** Start of Page **
Hi! It’s my first post on this forum, I hope I’m not doing anything wrong or any bad practices.
I’ve switched to Linux since November 2021, but I’ve been struggling to find out a distro that works for me. I was mostly a Linux Mint user, but their ancient packages were holding me back quite a lot to a rather frustrating degree, which made me wish to switch to a distro with newer packages. I’ve experimented with Fedora and EndeavourOS, and I liked both of them due to having expansive package repositories, but Fedora did a lot of things that I personally disliked which Endeavour didn’t, so I chose to go with Endeavour.
However… I’ve been really regretting that choice. Maintaining an Arch system is incredibly frustrating and torturous, because every time I so much as look at it wrong, something decides it no longer wants to stop working, and it’s a nightmare to fix it. I have a chronic history of having terrible luck with computers, plus I deal with very severe anxiety and depression, so trying to maintain EndeavourOS has been extremely unhealthy for me. I’m considering switching back to Fedora because I really want something that just works and gets out of my way instead of demanding constant attention and maintenance like Arch does, but… there’s still the issue of the things I experienced in my previous Fedora run that put me off from the distro:
- Both the KDE and Cinnamon spins, on their default installation settings, used systemd-boot without asking me if I wanted it; I strongly prefer GRUB due to its better-looking stock appearance plus its ability to be visually customized.
- It shipped without kernel headers; although I’m lucky enough to have an AMD GPU and thus don’t have to rely on Nvidia nonsense, I’m still unfortunately saddled with a Realtek Wifi USB that only works with their proprietary and closed-source drivers, meaning I need to make use of dkms, which requires kernel headers to work. When I installed Fedora earlier, I attempted to install the driver with dkms, but it errored due to not having kernel headers and they were not available in dnf’s repositories, meaning I had to go to a third-party website offering seperate kernel headers as .rpms. And then a new kernel version dropped and that website did not have headers for it, forcing me to stay on an outdated kernel for quite a while. I do not want to go through that again.
- Passing a kernel parameter for my AMDGPU driver (by appending
/etc/modprobe.d/amdgpu.conf) on Fedora did not unlock my AMD GPU’s parameters for tweaking and clocking, whereas it did for me on Endeavour. I heard that it was specifically a bug with Fedora’s 5.15 kernel drivers and that it’d be fixed on 5.16, but I’d like to hear confirmation that it works at least, because my GPU’s default clocks aren’t very good.
** End of Page **
** Start of Extracted data **
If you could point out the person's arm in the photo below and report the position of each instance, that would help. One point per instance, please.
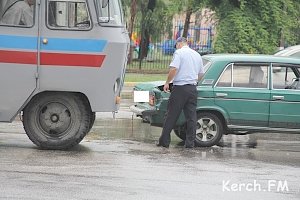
(171, 75)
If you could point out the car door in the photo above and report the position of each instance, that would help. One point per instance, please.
(285, 97)
(242, 92)
(18, 62)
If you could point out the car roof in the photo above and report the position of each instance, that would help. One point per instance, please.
(251, 58)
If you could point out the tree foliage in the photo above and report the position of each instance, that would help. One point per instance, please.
(255, 26)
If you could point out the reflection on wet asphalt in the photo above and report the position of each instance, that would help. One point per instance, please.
(268, 147)
(118, 160)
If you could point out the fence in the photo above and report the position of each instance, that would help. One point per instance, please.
(161, 50)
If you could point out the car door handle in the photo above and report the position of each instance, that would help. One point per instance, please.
(278, 97)
(221, 94)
** End of Extracted data **
**Exercise instructions**
a) Return the forum post text exactly, starting at "Hi! It’s my" and ending at "go with Endeavour.".
b) Write the next part of the forum post about switching Linux distros, picking up after its final sentence.
The records play no part in what comes next.

**Outputs**
a)
Hi! It’s my first post on this forum, I hope I’m not doing anything wrong or any bad practices.
I’ve switched to Linux since November 2021, but I’ve been struggling to find out a distro that works for me. I was mostly a Linux Mint user, but their ancient packages were holding me back quite a lot to a rather frustrating degree, which made me wish to switch to a distro with newer packages. I’ve experimented with Fedora and EndeavourOS, and I liked both of them due to having expansive package repositories, but Fedora did a lot of things that I personally disliked which Endeavour didn’t, so I chose to go with Endeavour.

b)
- Certain applications, like Discord, completely ignored any and all custom icon themes and only used an icon baked into Discord itself. This has not been an issue on Endeavour.
- Fedora just straight-up booted much slower than Endeavour did. It takes about 10-15 seconds for Endeavour to boot into the display manager’s login screen, while Fedora would remain on a loading screen for upwards of one minute. Likewise, it also took an eternity to shut down; Endeavour shuts down very quickly, while I’ve had Fedora sometimes take five minutes to power off.
- Fedora also uses a lot more RAM; on a cold boot, it used over 1.8 GBs of RAM on Cinnamon and would often idle at over 5 GBs, while Endeavour always cold-boots around 800 MBs and idles around 4.7 GB at worst.
Is there any way to solve those issues? I really wish to move to something that’s actually stable instead of running into computer-breaking issues every other day, but I also don’t wish to deal with those problems either.
Other than those issues I had, I’ve also had some other questions:
- It seems that, whenever a new kernel is installed on Fedora, older ones are stored and still show up on the boot menu. How exactly does it work? Does it only apply for generic Fedora kernels and thus custom-compiled kernels do not retain old versions? Does it only store up to a certain amount of kernels, or do they just continue indefinitely piling up with no upper limit? Are you able to change/set a specific limit you want, and/or manually delete specific kernels that are already installed?
- What exactly are the default functions enabled out-of-the-box for btrfs? In my system with two drives (a boot SSD and a secondary HDD which uses ext4), am I able to create a small btrfs partition on the HDD and store all my btrfs snapshots in the HDD, or does it have to be on the boot drive or on an entirely-btrfs drive? Am I supposed to use a terminal command to set up the snapshots, or am I able to use a GUI tool like Timeshift for it? Would another GUI tool work better than Timeshift for btrfs snapshots?
- Is there any way to make dnf’s search option better and more descriptive? I’m used to pacman and apt letting me know what packages I have installed when I search for them (by appending
[installed]after the package’s name), while dnf does not tell me that at all.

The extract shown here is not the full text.